文本节选 »
========================

摘要:为了响应国家积极老龄化的号召,探讨了农村留守老人的媒介素养状况及其受影响情况。通过走访调查、深入访谈和文献整理等办法,详细分析了农村留守老人的新媒介使用热情、媒介使用工具、媒介使用能力、信息甄别能力,以及是否科学使用媒介5个方面的现状问题。结果表明,目前农村留守老人的媒介素养普遍较低,对他们的生活质量和社会参与产生了负面影响;进一步针对性地提出了相应的策略和建议,以提高农村留守老人的媒介素养,促进其积极老龄化。

========================

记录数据
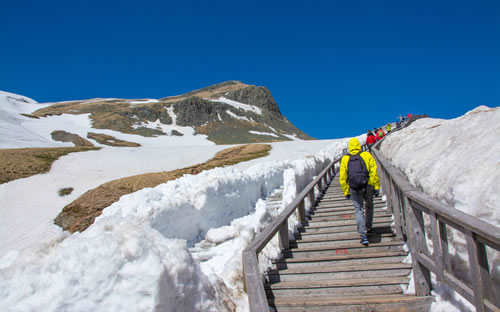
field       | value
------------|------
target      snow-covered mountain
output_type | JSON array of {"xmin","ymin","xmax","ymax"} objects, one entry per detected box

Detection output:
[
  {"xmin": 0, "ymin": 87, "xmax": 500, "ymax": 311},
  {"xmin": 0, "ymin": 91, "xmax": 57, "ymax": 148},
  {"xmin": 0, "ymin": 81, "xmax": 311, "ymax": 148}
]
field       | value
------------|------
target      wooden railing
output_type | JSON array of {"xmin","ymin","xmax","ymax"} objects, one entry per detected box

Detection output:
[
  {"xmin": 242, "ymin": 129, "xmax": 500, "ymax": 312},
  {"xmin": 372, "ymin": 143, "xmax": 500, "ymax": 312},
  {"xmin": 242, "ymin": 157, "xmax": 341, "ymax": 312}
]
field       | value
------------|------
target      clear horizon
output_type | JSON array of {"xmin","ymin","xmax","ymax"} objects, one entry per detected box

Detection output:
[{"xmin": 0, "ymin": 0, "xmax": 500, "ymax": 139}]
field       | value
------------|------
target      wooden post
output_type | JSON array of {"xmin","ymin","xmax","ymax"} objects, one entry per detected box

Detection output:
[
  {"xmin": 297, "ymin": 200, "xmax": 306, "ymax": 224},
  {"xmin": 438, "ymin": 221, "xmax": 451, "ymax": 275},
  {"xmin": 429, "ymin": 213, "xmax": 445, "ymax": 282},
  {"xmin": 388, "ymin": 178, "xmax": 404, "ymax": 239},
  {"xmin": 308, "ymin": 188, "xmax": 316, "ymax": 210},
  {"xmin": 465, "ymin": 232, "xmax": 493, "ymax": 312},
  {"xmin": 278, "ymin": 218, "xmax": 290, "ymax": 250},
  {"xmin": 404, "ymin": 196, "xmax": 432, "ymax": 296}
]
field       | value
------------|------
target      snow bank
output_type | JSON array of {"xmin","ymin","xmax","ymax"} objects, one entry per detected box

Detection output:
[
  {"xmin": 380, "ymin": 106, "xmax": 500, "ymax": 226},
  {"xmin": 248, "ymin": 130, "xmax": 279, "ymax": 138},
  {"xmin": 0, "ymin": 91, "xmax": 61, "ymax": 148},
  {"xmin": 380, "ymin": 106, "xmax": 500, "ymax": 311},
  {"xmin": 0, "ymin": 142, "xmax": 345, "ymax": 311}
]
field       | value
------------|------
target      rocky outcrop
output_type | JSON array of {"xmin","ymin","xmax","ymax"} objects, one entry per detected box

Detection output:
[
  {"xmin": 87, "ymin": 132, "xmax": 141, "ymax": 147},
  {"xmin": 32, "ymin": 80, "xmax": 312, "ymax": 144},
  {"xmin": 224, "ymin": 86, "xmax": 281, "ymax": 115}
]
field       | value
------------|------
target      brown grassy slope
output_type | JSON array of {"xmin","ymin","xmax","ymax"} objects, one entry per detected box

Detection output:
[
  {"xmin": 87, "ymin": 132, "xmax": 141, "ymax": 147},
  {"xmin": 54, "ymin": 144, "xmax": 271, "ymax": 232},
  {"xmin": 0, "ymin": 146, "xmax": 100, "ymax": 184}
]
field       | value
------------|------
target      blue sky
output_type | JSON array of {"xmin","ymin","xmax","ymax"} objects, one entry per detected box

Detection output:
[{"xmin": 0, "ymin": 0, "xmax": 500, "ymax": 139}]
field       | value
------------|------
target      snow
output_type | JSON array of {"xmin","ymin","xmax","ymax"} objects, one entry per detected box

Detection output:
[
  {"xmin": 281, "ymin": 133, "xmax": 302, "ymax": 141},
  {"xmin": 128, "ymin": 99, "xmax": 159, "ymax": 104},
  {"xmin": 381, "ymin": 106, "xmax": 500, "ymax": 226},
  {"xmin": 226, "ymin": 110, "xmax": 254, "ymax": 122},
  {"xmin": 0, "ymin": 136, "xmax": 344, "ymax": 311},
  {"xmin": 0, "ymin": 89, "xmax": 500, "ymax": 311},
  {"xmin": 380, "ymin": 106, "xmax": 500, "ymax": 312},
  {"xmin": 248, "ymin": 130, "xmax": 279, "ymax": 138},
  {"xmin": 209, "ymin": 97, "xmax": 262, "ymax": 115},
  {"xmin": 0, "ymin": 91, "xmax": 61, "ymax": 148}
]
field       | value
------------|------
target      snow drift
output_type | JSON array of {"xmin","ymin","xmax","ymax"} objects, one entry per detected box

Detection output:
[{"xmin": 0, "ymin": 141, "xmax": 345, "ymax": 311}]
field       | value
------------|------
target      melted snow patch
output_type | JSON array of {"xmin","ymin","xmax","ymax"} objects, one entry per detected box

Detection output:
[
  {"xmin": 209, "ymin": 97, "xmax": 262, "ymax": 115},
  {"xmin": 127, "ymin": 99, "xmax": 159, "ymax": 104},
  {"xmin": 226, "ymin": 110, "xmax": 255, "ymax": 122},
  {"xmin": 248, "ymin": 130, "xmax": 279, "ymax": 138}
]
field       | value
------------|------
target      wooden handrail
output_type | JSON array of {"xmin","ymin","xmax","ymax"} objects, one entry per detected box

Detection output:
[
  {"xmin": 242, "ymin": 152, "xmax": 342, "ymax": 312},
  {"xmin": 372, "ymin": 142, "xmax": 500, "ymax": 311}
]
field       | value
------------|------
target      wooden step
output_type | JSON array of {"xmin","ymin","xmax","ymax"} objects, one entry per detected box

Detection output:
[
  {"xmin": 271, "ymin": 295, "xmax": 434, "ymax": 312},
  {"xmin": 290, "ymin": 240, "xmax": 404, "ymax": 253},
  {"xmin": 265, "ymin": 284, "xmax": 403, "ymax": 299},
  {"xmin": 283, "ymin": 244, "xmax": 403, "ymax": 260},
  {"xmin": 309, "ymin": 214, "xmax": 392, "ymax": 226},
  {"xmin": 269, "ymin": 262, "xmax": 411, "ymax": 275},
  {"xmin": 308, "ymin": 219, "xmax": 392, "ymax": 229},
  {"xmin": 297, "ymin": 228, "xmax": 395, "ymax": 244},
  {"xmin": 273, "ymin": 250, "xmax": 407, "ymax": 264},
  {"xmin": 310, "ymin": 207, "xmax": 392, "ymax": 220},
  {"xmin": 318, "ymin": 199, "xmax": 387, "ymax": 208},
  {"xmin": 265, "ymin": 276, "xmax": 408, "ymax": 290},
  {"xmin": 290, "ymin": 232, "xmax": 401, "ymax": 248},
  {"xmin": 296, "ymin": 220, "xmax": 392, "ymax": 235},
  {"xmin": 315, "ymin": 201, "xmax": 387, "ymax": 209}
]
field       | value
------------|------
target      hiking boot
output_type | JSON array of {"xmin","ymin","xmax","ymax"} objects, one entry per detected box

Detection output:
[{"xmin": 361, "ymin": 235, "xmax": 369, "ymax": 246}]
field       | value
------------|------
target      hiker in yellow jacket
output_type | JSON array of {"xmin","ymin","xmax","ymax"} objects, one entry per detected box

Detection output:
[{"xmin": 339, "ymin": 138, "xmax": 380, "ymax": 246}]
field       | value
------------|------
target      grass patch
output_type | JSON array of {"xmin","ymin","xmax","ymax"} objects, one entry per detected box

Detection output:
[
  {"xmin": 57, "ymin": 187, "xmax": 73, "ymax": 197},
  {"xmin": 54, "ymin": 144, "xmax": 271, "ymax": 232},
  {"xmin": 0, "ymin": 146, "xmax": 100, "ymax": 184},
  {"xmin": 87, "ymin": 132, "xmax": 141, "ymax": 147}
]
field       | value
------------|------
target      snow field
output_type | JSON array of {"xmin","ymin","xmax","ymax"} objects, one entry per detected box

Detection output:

========================

任务说明 »
- a) 能否把农村留守老人媒介素养摘要中以“摘要:为了响应国家积极老龄化”开头、一直到“媒介素养,促进其积极老龄化。”为止的这段原文一字不改地输出?
- b) 能接着这篇农村留守老人媒介素养摘要的最后一句往下续写吗?

逐项输出 »
- a)
摘要:为了响应国家积极老龄化的号召,探讨了农村留守老人的媒介素养状况及其受影响情况。通过走访调查、深入访谈和文献整理等办法,详细分析了农村留守老人的新媒介使用热情、媒介使用工具、媒介使用能力、信息甄别能力,以及是否科学使用媒介5个方面的现状问题。结果表明,目前农村留守老人的媒介素养普遍较低,对他们的生活质量和社会参与产生了负面影响;进一步针对性地提出了相应的策略和建议,以提高农村留守老人的媒介素养,促进其积极老龄化。

- b)
关键词:积极老龄化;留守老人;媒介素养

随着城市化进程的加速和年轻劳动力向城市迁移,以及我国人口老龄化趋势不断加剧,农村地区的留守老人问题愈发显著。党的二十大报告明确提出要提升老年人生活质量,实施积极老龄化战略,推进养老产业发展,致力于使每一位老年人都能获得基础的养老服务保障。同时,随着科技的进步,媒介技术在老年人生活中的应用越来越广泛,但由于种种原因,他们在面对媒介环境时往往处于不利地位。因此,要结合媒介时代的发展趋势和政府的支持政策,深入研究农村留守老人的媒介素养问题,为推动农村留守老人的积极老龄化提供有效的路径和策略。

1 文献回顾

1.1 农村留守老人

随着农村劳动力向城市流动,越来越多的老年人被留在家中,面对着生活照料、心理健康等多重挑战。本项目根据文献整理,将农村留守老人的概念界定标准确定为:(1)拥有农村户籍,60 周岁以上;(2)子女及子女配偶户籍仍在本地,但长期在外务工,有一定的经济支撑;(3)老人独居或夫妻居住,或与孙辈居住,且具有一定生活自理能力和行动能力,以足够支撑其进行基本休闲活动。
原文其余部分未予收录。